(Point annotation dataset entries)
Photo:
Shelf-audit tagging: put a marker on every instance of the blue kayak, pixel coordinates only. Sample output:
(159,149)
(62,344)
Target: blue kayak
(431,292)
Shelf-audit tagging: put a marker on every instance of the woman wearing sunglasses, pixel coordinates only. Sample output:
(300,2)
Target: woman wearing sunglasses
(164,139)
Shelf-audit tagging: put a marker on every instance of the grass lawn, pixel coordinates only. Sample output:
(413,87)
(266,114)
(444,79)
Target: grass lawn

» STATED EXERCISE:
Rewrite all the entries with every "Shelf-audit tagging" changed to "Point tagging", keeping everything else the same.

» REPLY:
Photo:
Point tagging: put a marker on every instance of the blue kayak, pixel coordinates only. Sample output:
(159,149)
(62,344)
Target: blue kayak
(431,292)
Point tagging: put a marker on every instance of the woman wearing sunglasses, pixel coordinates only. Sample output:
(300,2)
Target: woman wearing sunglasses
(164,139)
Point tagging: put a marker on every instance of the grass lawn, pixel coordinates only. Sample output:
(413,87)
(266,114)
(444,79)
Target: grass lawn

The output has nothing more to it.